Items listed in a dataset:
--- START ---

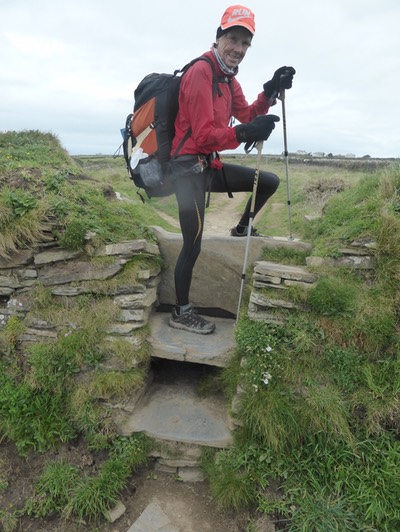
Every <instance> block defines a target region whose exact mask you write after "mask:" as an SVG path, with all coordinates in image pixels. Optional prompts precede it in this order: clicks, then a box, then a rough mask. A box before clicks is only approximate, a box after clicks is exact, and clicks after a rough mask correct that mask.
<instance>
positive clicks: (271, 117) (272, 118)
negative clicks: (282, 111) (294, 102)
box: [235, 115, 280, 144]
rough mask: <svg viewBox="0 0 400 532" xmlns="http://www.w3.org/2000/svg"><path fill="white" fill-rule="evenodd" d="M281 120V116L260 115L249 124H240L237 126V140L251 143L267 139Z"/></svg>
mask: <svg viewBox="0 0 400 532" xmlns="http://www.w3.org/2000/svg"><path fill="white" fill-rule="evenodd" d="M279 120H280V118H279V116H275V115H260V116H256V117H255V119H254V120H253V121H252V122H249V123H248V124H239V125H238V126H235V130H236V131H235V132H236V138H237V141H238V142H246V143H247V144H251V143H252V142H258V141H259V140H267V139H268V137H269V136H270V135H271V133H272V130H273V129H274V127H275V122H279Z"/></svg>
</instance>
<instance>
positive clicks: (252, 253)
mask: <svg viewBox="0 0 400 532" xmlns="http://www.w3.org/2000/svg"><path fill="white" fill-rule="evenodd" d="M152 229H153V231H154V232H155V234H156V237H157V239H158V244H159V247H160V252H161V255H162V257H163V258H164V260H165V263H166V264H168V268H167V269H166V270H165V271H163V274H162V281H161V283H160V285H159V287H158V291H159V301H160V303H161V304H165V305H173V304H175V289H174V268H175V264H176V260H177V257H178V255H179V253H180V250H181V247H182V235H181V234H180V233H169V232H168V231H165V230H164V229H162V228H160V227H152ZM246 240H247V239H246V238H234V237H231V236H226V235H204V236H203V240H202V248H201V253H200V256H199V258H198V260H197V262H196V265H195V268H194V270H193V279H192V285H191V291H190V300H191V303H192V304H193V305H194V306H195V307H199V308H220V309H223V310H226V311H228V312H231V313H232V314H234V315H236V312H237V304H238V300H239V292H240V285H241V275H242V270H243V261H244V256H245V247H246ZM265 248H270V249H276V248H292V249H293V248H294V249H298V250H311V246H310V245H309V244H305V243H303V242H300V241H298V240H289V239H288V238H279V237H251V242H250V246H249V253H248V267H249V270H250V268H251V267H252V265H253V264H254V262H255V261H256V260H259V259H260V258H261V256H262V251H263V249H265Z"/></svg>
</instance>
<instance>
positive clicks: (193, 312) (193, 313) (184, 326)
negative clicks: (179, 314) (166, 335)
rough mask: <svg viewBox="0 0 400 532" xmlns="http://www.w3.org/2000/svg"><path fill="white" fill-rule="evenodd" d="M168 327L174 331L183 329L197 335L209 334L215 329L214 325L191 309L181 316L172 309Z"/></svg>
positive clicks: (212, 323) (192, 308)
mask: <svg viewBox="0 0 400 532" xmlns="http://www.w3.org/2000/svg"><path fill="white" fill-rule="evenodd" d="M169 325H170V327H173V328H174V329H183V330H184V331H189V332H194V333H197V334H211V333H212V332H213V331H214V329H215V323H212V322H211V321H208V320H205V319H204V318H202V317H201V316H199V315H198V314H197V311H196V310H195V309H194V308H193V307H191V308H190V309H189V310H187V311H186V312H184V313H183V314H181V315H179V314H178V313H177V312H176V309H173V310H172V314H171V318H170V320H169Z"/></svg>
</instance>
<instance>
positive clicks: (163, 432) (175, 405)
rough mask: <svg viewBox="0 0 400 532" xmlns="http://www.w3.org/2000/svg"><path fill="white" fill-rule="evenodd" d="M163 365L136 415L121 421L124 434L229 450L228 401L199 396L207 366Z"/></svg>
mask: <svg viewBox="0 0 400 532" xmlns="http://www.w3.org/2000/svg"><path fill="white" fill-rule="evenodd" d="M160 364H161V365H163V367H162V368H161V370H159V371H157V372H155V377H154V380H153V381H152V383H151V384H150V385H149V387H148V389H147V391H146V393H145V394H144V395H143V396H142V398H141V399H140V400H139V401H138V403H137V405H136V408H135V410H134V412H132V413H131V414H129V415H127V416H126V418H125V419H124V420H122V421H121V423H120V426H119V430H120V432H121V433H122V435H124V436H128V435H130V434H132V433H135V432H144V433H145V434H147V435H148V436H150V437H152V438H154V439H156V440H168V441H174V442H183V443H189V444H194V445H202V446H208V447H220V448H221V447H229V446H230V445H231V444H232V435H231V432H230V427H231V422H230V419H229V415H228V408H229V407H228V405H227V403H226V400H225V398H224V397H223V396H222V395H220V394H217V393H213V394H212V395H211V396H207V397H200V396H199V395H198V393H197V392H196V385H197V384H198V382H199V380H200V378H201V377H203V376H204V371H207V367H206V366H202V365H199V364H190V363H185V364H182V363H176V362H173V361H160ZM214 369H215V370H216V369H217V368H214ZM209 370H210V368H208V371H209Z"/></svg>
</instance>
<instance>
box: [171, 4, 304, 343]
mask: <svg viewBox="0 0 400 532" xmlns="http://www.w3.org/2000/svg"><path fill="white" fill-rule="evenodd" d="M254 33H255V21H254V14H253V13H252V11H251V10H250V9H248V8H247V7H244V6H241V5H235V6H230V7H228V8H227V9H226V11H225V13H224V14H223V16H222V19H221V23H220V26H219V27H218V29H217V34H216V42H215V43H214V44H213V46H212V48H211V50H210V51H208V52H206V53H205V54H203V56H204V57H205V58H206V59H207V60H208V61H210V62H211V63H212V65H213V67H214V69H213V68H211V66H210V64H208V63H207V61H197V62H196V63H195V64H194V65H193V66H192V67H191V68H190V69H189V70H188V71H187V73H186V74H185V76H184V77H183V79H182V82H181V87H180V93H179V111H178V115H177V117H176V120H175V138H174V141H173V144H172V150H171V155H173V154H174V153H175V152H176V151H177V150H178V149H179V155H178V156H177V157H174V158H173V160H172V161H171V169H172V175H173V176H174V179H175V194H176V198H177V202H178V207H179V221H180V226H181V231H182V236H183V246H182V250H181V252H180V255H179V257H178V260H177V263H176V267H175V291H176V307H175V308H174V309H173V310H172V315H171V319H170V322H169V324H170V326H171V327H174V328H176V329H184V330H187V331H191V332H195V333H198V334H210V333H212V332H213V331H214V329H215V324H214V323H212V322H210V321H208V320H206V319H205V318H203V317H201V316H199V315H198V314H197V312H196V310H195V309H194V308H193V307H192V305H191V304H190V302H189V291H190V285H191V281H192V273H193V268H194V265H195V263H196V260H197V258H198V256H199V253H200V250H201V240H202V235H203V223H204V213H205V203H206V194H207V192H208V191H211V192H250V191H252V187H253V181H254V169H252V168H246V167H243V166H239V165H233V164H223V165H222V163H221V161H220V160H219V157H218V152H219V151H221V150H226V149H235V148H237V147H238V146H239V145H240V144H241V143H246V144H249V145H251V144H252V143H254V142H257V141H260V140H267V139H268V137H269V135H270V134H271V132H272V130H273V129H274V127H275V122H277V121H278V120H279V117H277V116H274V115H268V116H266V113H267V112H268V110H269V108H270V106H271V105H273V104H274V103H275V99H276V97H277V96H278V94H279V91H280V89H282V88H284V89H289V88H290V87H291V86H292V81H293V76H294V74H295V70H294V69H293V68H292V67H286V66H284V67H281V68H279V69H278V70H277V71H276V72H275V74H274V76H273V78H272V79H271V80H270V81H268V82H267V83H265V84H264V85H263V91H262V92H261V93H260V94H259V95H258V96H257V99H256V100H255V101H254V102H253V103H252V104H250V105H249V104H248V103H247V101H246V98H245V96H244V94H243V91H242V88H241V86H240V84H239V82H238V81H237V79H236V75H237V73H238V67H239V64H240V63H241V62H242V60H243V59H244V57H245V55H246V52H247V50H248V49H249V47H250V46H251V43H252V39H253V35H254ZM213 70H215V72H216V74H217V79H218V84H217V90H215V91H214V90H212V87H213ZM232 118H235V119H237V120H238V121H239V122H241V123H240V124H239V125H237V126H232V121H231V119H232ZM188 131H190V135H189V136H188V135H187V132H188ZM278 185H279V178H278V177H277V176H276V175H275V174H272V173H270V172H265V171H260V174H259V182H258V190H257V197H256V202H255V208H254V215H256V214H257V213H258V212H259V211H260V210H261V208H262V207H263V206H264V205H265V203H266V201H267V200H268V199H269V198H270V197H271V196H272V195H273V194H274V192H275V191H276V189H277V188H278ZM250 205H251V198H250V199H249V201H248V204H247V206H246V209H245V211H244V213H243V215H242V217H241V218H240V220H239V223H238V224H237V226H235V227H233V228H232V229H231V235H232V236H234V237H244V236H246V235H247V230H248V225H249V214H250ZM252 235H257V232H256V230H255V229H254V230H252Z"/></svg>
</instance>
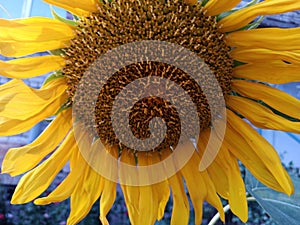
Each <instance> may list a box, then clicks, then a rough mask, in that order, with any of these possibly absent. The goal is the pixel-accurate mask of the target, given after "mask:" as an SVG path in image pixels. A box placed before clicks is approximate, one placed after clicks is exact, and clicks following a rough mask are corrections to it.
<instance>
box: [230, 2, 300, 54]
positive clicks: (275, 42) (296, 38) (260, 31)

--- END ---

DIRECTIONS:
Out of the records, collect only those lines that contain the string "before".

ANSWER AREA:
Every <instance> block defines a target region whose exact mask you write after "mask:" as an SVG path, with all coordinates in image pixels. Optional prompts precede it in this order: clicks, then a box, then a rough mask. A box before clicks is only approximate, a box after clicks is exact, and clicks after a rough mask correct that mask.
Each <instance> may list a box, then clicks, then a rough mask, in that order, with any of these possibly absent. The goal is the pixel-accurate mask of the target, given after "mask:" as an SVG path in image pixels. A box placed before clicks is approximate, one placed after clicks is exact, and clicks following a rough mask are corrections to it.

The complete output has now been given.